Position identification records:
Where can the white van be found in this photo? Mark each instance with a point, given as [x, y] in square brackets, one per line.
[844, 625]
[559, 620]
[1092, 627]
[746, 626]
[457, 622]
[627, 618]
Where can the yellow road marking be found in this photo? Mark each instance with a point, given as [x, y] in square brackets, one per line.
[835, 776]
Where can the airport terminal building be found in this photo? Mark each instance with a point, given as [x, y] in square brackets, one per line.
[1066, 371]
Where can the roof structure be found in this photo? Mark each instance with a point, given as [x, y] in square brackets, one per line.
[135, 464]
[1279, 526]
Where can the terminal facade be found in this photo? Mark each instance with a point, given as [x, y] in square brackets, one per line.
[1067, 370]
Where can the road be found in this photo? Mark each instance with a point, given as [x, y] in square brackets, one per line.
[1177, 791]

BRIEF:
Copy the records from their first line down to and including the line containing "[1066, 371]". Change "white van" to "parked van" and keep everything else the same.

FINAL ANSWER:
Where can the parked van be found in this photo? Mark each instance with a point, given as [x, y] in square brackets, one per line.
[844, 625]
[559, 620]
[1092, 627]
[746, 626]
[457, 622]
[627, 618]
Where can the yellow road marking be found in this photo? Mark each instance with a point, given as [x, y] in square brackets, one per line.
[835, 776]
Where can the airport terminal building be found in this photo? Mark each instance with a point, given as [x, y] in square brackets, one per line.
[1066, 371]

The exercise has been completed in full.